Exercise
Word for word, restate the records that come next, omitting the images.

== Records provided

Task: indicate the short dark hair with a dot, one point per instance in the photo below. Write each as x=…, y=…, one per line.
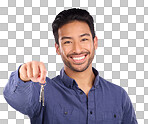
x=70, y=15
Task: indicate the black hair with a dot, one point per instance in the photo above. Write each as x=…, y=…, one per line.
x=70, y=15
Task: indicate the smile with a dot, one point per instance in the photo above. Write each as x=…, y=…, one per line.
x=79, y=59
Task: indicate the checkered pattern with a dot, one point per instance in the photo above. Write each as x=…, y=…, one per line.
x=121, y=57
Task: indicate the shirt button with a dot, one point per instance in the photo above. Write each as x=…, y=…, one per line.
x=65, y=113
x=91, y=112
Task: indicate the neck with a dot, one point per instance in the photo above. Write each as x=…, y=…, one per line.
x=84, y=79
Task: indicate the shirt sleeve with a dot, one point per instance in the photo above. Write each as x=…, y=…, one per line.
x=22, y=96
x=129, y=116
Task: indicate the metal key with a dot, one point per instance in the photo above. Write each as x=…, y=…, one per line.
x=41, y=99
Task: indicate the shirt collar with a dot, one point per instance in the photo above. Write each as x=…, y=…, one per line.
x=69, y=82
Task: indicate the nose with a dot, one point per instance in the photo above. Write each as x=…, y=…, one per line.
x=77, y=47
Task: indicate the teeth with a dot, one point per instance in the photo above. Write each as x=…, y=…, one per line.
x=79, y=58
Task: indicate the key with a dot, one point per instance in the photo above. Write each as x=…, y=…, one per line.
x=41, y=99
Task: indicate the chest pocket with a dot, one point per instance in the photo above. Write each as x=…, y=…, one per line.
x=110, y=117
x=65, y=114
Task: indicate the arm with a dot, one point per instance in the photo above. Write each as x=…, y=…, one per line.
x=129, y=116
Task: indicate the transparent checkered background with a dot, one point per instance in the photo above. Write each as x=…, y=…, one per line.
x=121, y=57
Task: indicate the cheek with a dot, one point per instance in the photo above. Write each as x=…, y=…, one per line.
x=64, y=51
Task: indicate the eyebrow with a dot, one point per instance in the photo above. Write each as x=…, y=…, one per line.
x=82, y=35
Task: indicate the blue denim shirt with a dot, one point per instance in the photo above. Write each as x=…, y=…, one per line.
x=66, y=103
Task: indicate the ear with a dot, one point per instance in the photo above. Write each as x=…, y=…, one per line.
x=95, y=42
x=57, y=49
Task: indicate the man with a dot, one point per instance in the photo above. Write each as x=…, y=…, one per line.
x=78, y=95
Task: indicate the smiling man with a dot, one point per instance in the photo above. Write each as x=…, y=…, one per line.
x=78, y=95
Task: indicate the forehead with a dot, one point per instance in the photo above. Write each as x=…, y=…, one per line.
x=74, y=28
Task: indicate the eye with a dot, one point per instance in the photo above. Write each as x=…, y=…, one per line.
x=84, y=39
x=67, y=42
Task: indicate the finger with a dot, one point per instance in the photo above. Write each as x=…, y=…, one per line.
x=35, y=69
x=29, y=70
x=23, y=72
x=43, y=72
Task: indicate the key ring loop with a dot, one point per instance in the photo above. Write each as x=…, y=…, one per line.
x=43, y=84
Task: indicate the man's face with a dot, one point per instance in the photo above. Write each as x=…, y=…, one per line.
x=76, y=45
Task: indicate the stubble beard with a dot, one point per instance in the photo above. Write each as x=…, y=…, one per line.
x=70, y=66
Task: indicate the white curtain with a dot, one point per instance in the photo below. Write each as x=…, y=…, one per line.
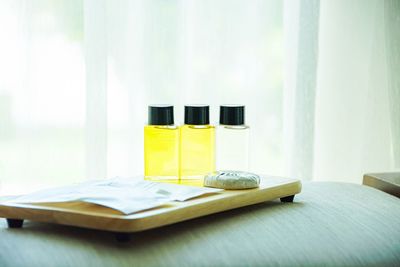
x=319, y=79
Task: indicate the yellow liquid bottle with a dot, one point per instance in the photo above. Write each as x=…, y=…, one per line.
x=161, y=146
x=197, y=146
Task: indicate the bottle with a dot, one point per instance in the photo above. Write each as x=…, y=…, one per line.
x=161, y=145
x=232, y=139
x=197, y=142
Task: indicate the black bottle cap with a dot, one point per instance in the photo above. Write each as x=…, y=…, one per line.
x=231, y=115
x=197, y=115
x=161, y=115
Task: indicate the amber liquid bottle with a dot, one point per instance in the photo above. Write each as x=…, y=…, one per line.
x=197, y=142
x=161, y=145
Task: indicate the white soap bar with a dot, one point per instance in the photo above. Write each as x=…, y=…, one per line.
x=232, y=180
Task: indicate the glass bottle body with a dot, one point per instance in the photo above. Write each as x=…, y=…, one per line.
x=161, y=153
x=232, y=151
x=197, y=153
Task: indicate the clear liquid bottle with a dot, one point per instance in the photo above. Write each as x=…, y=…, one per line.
x=161, y=145
x=197, y=145
x=232, y=139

====

Solution for this exercise
Task: indicate the short dark hair with a dot, one point per instance in the photo below. Write each as x=…, y=…, one per line.
x=70, y=15
Task: indicate the black hair with a dot, one point per instance in the photo above. Write each as x=…, y=…, one per line.
x=70, y=15
Task: indicate the smile with a dot, one point per instance in the photo above. Write each as x=…, y=…, one per line.
x=79, y=59
Task: indicate the checkered pattern with a dot, one point per instance in the photo above. Write each as x=…, y=…, one per line.
x=121, y=57
Task: indicate the shirt button with a dot, one point per instance in the photo above. Write each as x=…, y=…, one per line.
x=65, y=113
x=91, y=112
Task: indicate the neck with a dot, one point per instance in the photo above. Write each as x=…, y=…, one per line.
x=84, y=79
Task: indicate the shirt sleeve with a dot, one point per instance in the photo above. Write each as x=…, y=…, one per line.
x=22, y=96
x=129, y=116
Task: indicate the metal key with a dot, one point per instance in the photo above. Write each as x=…, y=…, one per line.
x=41, y=99
Task: indicate the shirt collar with a dot, one point per instance in the photo above. Write each as x=…, y=…, one per line.
x=69, y=82
Task: indicate the nose with a dot, one point per instance in the photo above. Write each as x=…, y=…, one per line.
x=77, y=47
Task: indicate the teeth with a dot, one point per instance in the photo above. Write each as x=…, y=…, one per line.
x=79, y=58
Task: indicate the key with a dot, one point per instance in the photo above. Write each as x=…, y=…, one per line.
x=41, y=99
Task: indicate the chest pocket with a dot, one point per instance in the photo above. Write each as x=…, y=…, one per line.
x=110, y=117
x=65, y=114
Task: indicate the arm with a dot, one point per instance in the photo above. Write each as x=…, y=…, one per line.
x=129, y=116
Task: indicate the transparent checkered background with a dot, one point per instance in the photo above. Write each as x=…, y=…, one per line.
x=121, y=57
Task: indicate the cheek with a dot, one point per instance in the photo above. Write each as x=…, y=…, one per line.
x=64, y=51
Task: indicate the eyebrow with a dot, one point per instance in the photo above. Write each as x=…, y=…, one per line.
x=82, y=35
Task: indicate the blue denim shirt with a dot, one point per instance in the photo above. Write each as x=…, y=…, one per line.
x=66, y=103
Task: indicate the ear with a dot, one point per instance in the photo above. Write each as x=…, y=…, one per line.
x=95, y=42
x=57, y=49
Task: indicate the man with a dot, one point per instance in the photo above. Write each as x=…, y=…, one per line.
x=78, y=95
Task: indicate the smiling man with a dot, one point per instance in the photo above. Write each as x=…, y=…, one per line.
x=78, y=95
Task: indicate the forehead with a dot, one point per instance in the photo above. Write each as x=…, y=…, one per line.
x=74, y=28
Task: indicate the eye with a dot, one point per instance in the photo above. Write each as x=…, y=…, one per line.
x=84, y=39
x=67, y=42
Task: indicate the finger with a dot, one point per instance in the photo above. Write each as x=…, y=…, one per line.
x=35, y=69
x=29, y=70
x=23, y=72
x=43, y=72
Task: indicate the key ring loop with a dot, one point per instance in the photo above. Write each as x=…, y=…, one per line.
x=43, y=84
Task: indicate the man's face with a dot, one point per instance in the photo above. Write each as x=…, y=…, one per line.
x=76, y=45
Task: indicate the stubble beard with a dot, one point per instance in the photo above. Write each as x=…, y=…, one per line.
x=70, y=66
Task: indicate the white curtain with a dot, one point per instance in the photo below. Write each as x=…, y=…, one per line.
x=319, y=79
Task: indicate the yellow liquid bottle with a dot, one point per instance in the photo above. Write each as x=…, y=…, one per line.
x=161, y=146
x=197, y=146
Task: indicate the bottle with a dot, one point per instance in the photo above. Write each as x=…, y=…, one per line.
x=161, y=145
x=232, y=139
x=197, y=142
Task: indicate the black bottle cap with a dot, one point per instance in the photo above. Write each as x=…, y=…, one per line.
x=231, y=115
x=197, y=115
x=161, y=115
Task: indicate the amber liquid bottle with a dot, one point per instance in the photo above. Write each as x=…, y=…, one per line.
x=197, y=142
x=161, y=145
Task: indicate the white soap bar with a dot, one point per instance in the photo above. Write each as x=…, y=…, one per line.
x=232, y=180
Task: indicate the glass bottle body with a dot, one point per instance in the photo above. Write each as x=…, y=…, one per line.
x=161, y=153
x=232, y=151
x=197, y=153
Task: indicate the clear liquid bottle with a dot, one point per instance in the photo above. Write each as x=…, y=…, one per line.
x=161, y=145
x=197, y=145
x=232, y=139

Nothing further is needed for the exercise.